Your instructions: From the forum thread about Defilers below, output the passage between "I think the" and "focus on it.", inclusive, without changing a word.

— start of Document text —

On the other hand, striping away all of the bodywork so only a Battle Cannon with three short claw/leg hybrids extending radially from it remains, gives you a huge advantage (profile) and - unless very well modelled - is not a brilliant new imagining of the form.

My own nine legged Defiler turned out to be slightly lower than a normal Defiler and lacks a body piece; however I have never had any problem as it was built as a Tzeentchian variation on the theme.


----------



## DarKKKKK (Feb 22, 2008)

b.anthracis said:


> Another list I used successfully contained 2 DP, 3 Dreadnaughts and 3 Defilers together with 3Rhinos full of berzerkers. And they were all rushing towards the enemy line. My opponent couldn't decide what to destroy first and than made some mistakes. It ended in a slaughter...but yeah this list can go terrible wrong with some lucky shots as well. But it is a funny and quite chaotic list


Yeah the Khorne rush with many rhinos and walkers list does work out the best for Defilers IMO. That kind of list to this day has seen the best performance out of both my Defilers and Dreads.


----------



## IntereoVivo (Jul 14, 2009)

I think the main things you want to take away from this thread are:

1) Use Defilers in pairs if at all. They look big and scary and a lone defiler will rarely make it past turn 2.

2) They are a viable choice as long as you remember that they are big and scary and your opponent WILL try to kill them. If you want them to survive, bring something scarier that will go higher on your opponent's target priority list.

3) While they can multi-task, it is probably best to pick a task for them and focus on it.

4) Finding a use that fits your play style will always be the best way for you to field them.


----------



## LukeValantine (Dec 2, 2008)

I should clarify what I meant by model the chassis of the Defiler lower. You see if you actually just let the lower frame of the defiler almost touch the table (by barly letting letting the grab legs lift the body of the defiler model of the ground) you easily get 50% cover behind a rhino. Dick move yes, but last time I checked making something with flexible legs lower to the ground is not considered really remodeling something for a advantage. Still I guess it was kind a weird side effect of the way the model was made (Actually the only instance of it I can think of).

— end of Document text —
— start of Supplied records —

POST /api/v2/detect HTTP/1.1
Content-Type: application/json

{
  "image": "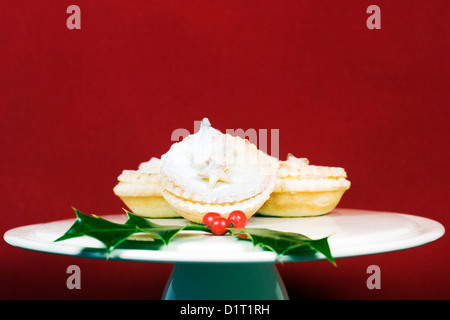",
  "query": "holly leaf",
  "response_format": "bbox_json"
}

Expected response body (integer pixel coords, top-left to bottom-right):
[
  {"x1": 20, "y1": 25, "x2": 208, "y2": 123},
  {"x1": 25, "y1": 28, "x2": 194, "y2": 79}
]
[
  {"x1": 55, "y1": 208, "x2": 137, "y2": 255},
  {"x1": 229, "y1": 228, "x2": 336, "y2": 265},
  {"x1": 55, "y1": 209, "x2": 336, "y2": 265},
  {"x1": 125, "y1": 211, "x2": 210, "y2": 245},
  {"x1": 55, "y1": 208, "x2": 209, "y2": 256}
]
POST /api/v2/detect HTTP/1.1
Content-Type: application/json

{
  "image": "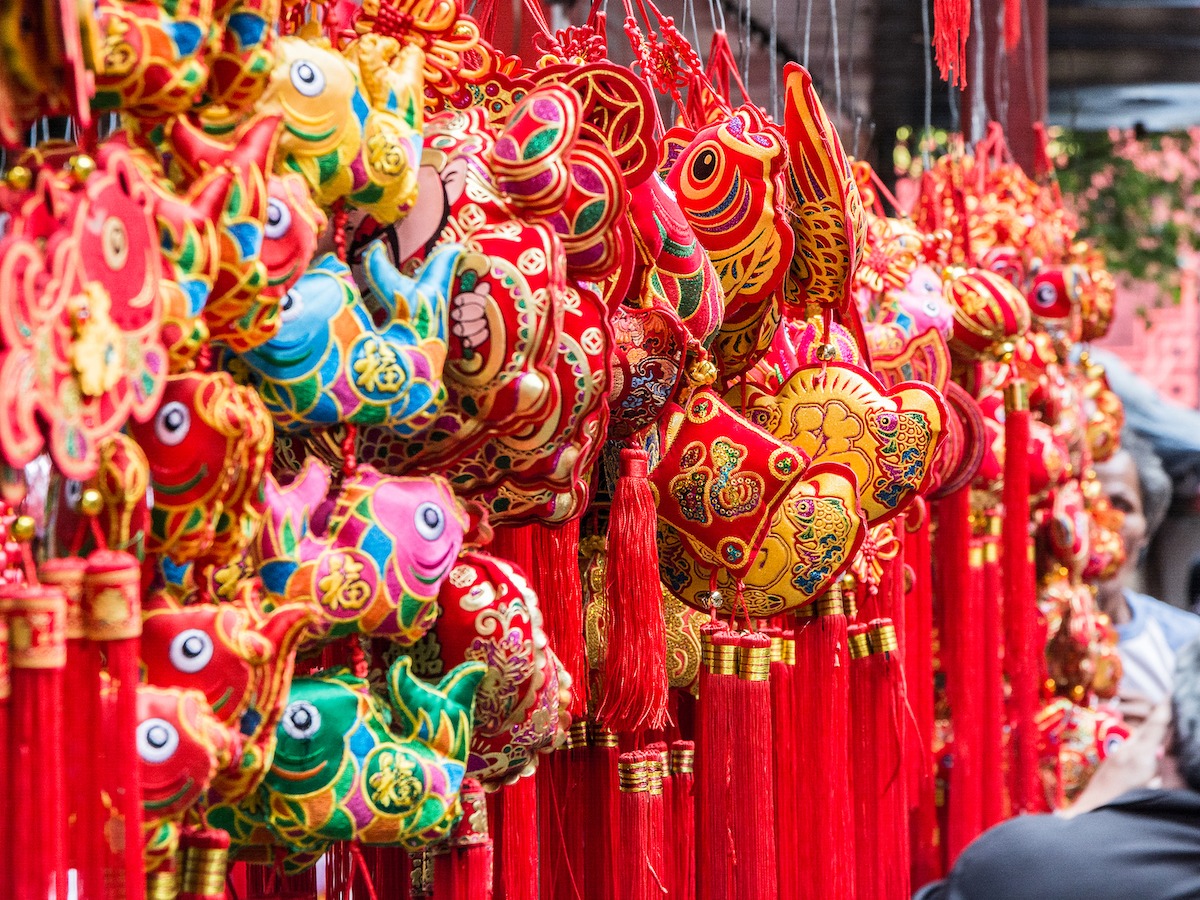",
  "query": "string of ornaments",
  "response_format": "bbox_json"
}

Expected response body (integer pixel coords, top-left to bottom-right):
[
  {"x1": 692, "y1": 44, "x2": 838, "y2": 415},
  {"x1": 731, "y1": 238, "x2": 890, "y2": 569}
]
[{"x1": 0, "y1": 0, "x2": 1127, "y2": 900}]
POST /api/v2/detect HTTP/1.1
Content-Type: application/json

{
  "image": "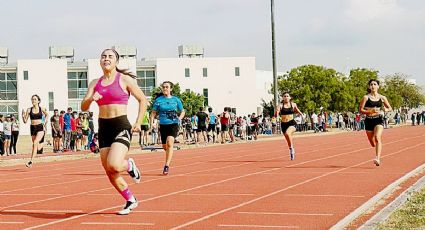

— end of Supplied records —

Response for this exercise:
I think the main things you want to take away from this thread are:

1) Use Defilers in pairs if at all. They look big and scary and a lone defiler will rarely make it past turn 2.

2) They are a viable choice as long as you remember that they are big and scary and your opponent WILL try to kill them. If you want them to survive, bring something scarier that will go higher on your opponent's target priority list.

3) While they can multi-task, it is probably best to pick a task for them and focus on it.